[Entries on locating named items]
[Start]

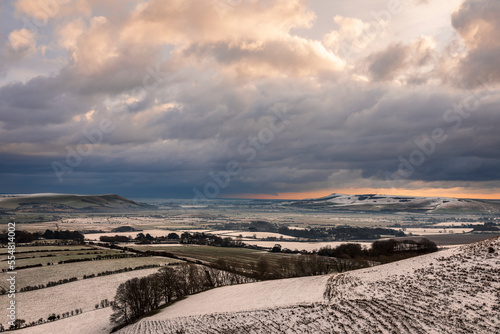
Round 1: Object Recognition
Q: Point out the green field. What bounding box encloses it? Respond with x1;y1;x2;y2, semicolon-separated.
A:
128;245;296;271
0;245;93;254
0;257;182;289
4;250;123;267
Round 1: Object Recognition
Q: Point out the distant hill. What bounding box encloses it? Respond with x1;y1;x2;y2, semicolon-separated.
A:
285;194;500;213
0;194;154;212
118;237;500;334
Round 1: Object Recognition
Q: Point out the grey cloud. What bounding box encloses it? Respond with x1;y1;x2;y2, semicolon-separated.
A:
452;0;500;88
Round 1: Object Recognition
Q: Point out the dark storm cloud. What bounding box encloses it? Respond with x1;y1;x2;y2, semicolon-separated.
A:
0;1;500;197
452;0;500;87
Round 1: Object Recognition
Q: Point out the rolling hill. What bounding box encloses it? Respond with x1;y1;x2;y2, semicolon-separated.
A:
285;194;500;213
0;194;154;212
118;237;500;334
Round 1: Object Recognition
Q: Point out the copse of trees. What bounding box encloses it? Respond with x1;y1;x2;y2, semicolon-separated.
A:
110;264;253;326
99;235;130;242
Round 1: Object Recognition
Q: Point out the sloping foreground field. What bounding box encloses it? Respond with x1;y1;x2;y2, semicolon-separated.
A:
0;268;158;328
119;238;500;334
14;307;113;334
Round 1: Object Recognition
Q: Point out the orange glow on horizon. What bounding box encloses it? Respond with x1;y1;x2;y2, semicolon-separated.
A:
225;188;500;200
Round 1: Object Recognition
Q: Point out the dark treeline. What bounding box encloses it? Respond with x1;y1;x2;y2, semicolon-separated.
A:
110;264;253;327
317;238;438;263
210;220;406;241
278;225;405;240
0;230;84;244
99;232;243;247
253;254;348;280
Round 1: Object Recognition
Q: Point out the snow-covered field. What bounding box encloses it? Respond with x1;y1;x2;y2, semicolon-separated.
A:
15;307;113;334
244;240;372;252
0;268;158;328
119;238;500;334
394;227;472;236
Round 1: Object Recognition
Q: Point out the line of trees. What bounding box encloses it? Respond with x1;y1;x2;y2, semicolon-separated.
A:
110;264;254;326
317;238;438;263
0;230;84;244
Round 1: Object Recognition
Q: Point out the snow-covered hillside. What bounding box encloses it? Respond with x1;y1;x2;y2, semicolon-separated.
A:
287;194;500;212
119;238;500;334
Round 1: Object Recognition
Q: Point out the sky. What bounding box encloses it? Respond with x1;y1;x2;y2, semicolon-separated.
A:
0;0;500;199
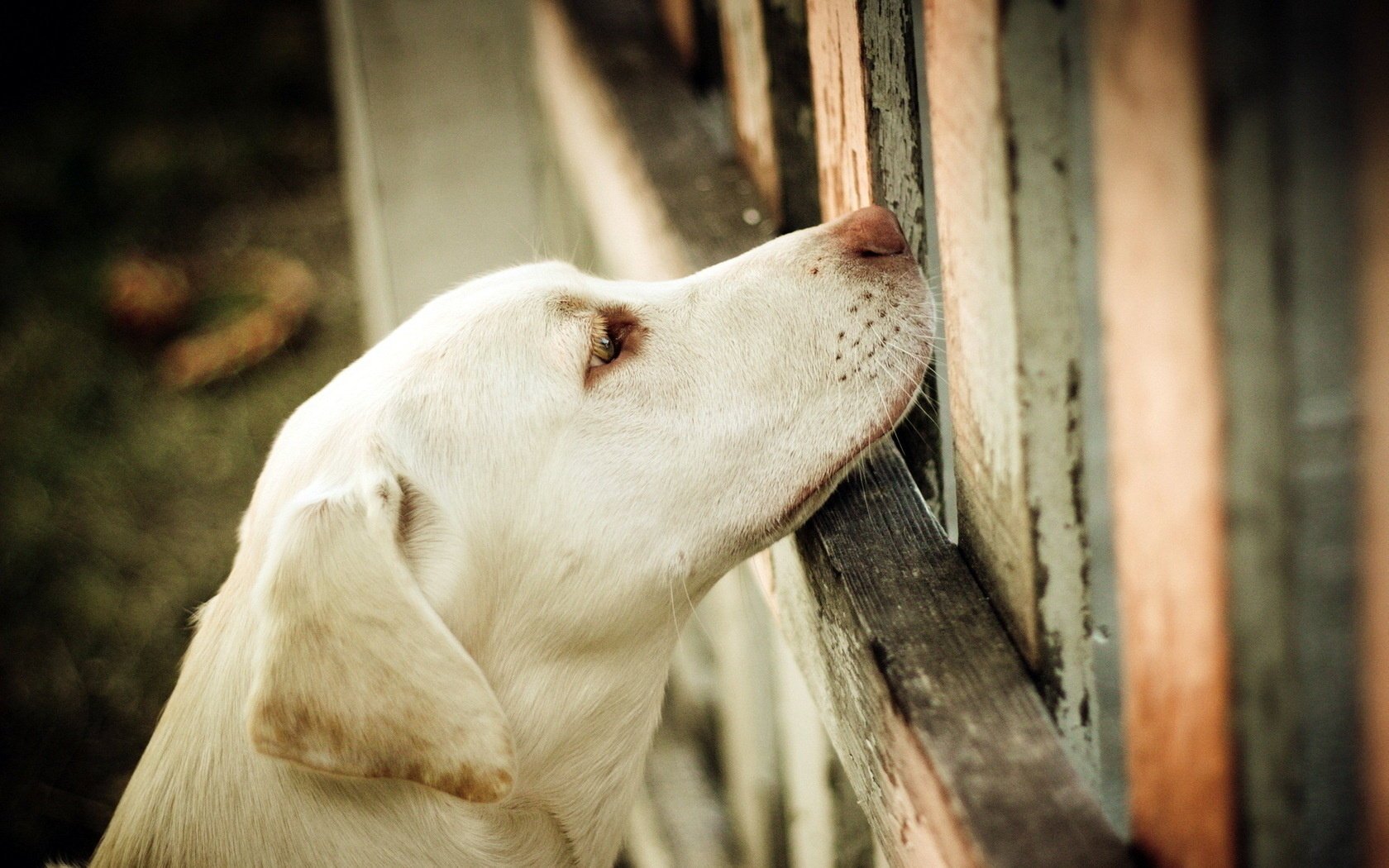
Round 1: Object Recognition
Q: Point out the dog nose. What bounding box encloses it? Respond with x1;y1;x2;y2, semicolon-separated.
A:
828;206;907;257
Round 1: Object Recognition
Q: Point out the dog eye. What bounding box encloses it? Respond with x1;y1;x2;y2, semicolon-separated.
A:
589;319;623;368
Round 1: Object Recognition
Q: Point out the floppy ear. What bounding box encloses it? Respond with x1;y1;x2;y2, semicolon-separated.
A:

[End]

Task description -
Count the lines in the records that contain the string "covered", treating uppercase and lowercase as different. Reply with the number alone.

Response to this task -
2